**原文節錄**:
========

自古以來中國文字都在不斷演變,繁化是為了增進文字表音表意功能,簡化則主要為書寫方便,繁化、簡化一直同時進行。簡化字向來只流通於民間,直至太平天國期間,政府印發的官方公告、書籍中大量採用了民間流行的簡體字,並創造出不少新的簡體字。

清末民初時期,大量西方文化引進,開始有不少聲音認為漢字需要簡化。1919年「五四運動」後,白話文逐漸取代文言文,同時一些知識分子認為漢字艱深難學,改革漢字的呼聲也越見高漲。著名作家魯迅認為:「漢字的艱深,使全國大多數的人民,永遠和前進的文化隔離,中國的人民,絕不會聰明起來,理解自身所遭受的壓榨,理解整個民族的危機。」印刷術是中國四大發明之一,但漢字卻使後來的印刷出版出現瓶頸,版房需貯存大量中文鉛字,撿字困難耗時,較英文與不少外文的字母印刷複雜得多,而且不可用打字機打出,因此更有聲音要求廢棄漢字,將文字拉丁化而改成拼音文字。然而,主張者卻未有仔細考慮清楚,中文意符文字的意義用視覺吸收,強於右腦,善於形象藝術;拼音文字的意義用聽覺吸收,強於左腦,善於邏輯分析,有人以視覺主導的「飛鴿」與聽覺主導的「蝙蝠」類比兩種文字,飛行時實際不分上下,假若強行改變,會動搖整個文化根基,東施效顰,效果只會適得其反。

========

**任務**:
輸出漢字簡化節錄中的一段原文,從含有「自古以來中國文字都在不斷演變」的字句開始,到「東施效顰,效果只會適得其反。」之後為止,一字不改。

**所附資料列**:
========

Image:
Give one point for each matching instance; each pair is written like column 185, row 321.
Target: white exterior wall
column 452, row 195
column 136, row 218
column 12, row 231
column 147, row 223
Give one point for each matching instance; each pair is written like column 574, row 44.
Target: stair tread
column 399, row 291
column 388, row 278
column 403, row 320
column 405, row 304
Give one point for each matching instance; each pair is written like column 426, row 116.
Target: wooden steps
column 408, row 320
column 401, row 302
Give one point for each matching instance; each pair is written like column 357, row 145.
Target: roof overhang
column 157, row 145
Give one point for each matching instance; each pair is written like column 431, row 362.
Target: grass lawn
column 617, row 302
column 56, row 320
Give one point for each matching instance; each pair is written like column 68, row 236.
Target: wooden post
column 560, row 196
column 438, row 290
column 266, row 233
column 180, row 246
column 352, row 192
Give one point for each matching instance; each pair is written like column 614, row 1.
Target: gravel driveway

========

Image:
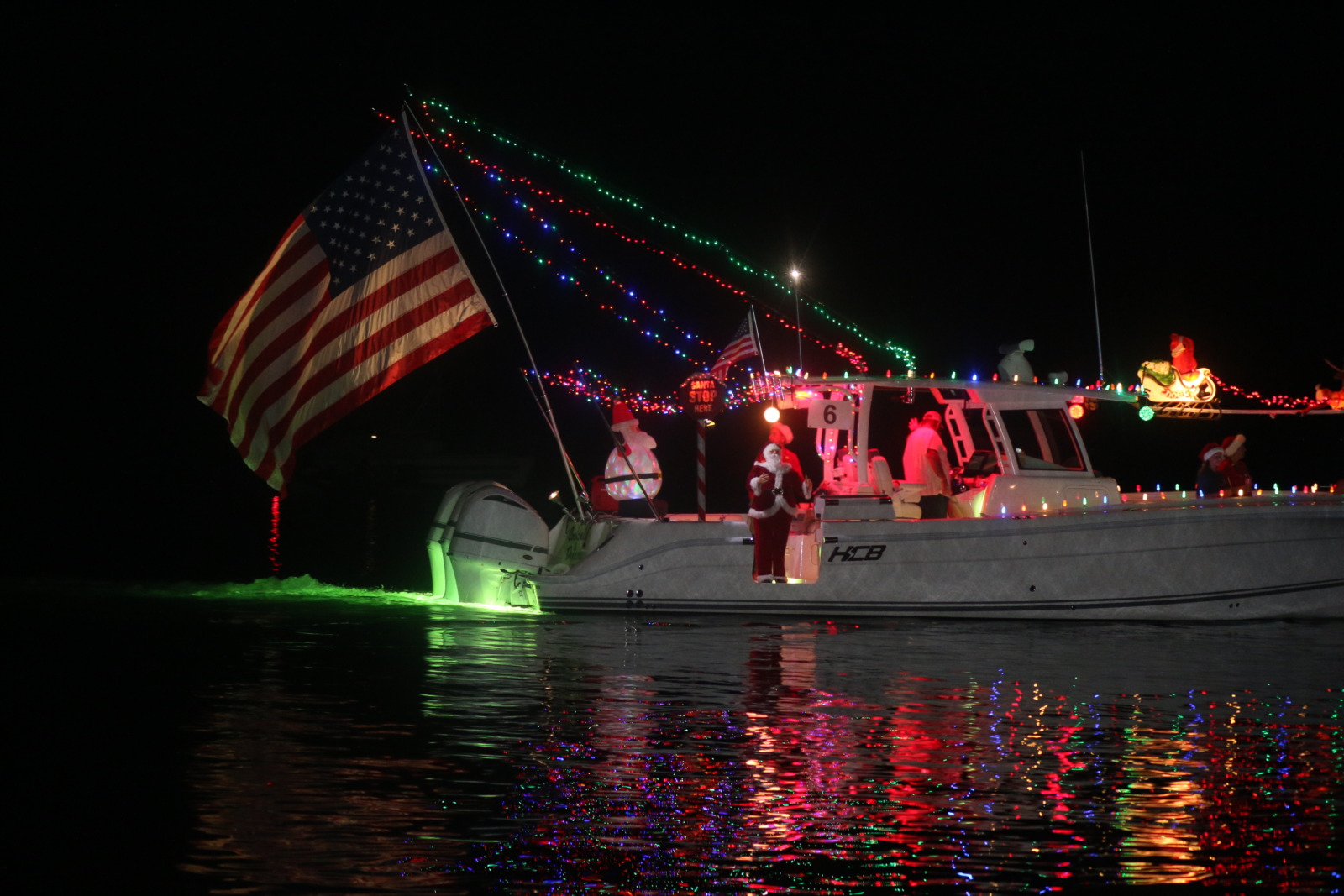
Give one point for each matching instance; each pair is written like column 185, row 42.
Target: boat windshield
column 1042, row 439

========

**回應**:
自古以來中國文字都在不斷演變,繁化是為了增進文字表音表意功能,簡化則主要為書寫方便,繁化、簡化一直同時進行。簡化字向來只流通於民間,直至太平天國期間,政府印發的官方公告、書籍中大量採用了民間流行的簡體字,並創造出不少新的簡體字。

清末民初時期,大量西方文化引進,開始有不少聲音認為漢字需要簡化。1919年「五四運動」後,白話文逐漸取代文言文,同時一些知識分子認為漢字艱深難學,改革漢字的呼聲也越見高漲。著名作家魯迅認為:「漢字的艱深,使全國大多數的人民,永遠和前進的文化隔離,中國的人民,絕不會聰明起來,理解自身所遭受的壓榨,理解整個民族的危機。」印刷術是中國四大發明之一,但漢字卻使後來的印刷出版出現瓶頸,版房需貯存大量中文鉛字,撿字困難耗時,較英文與不少外文的字母印刷複雜得多,而且不可用打字機打出,因此更有聲音要求廢棄漢字,將文字拉丁化而改成拼音文字。然而,主張者卻未有仔細考慮清楚,中文意符文字的意義用視覺吸收,強於右腦,善於形象藝術;拼音文字的意義用聽覺吸收,強於左腦,善於邏輯分析,有人以視覺主導的「飛鴿」與聽覺主導的「蝙蝠」類比兩種文字,飛行時實際不分上下,假若強行改變,會動搖整個文化根基,東施效顰,效果只會適得其反。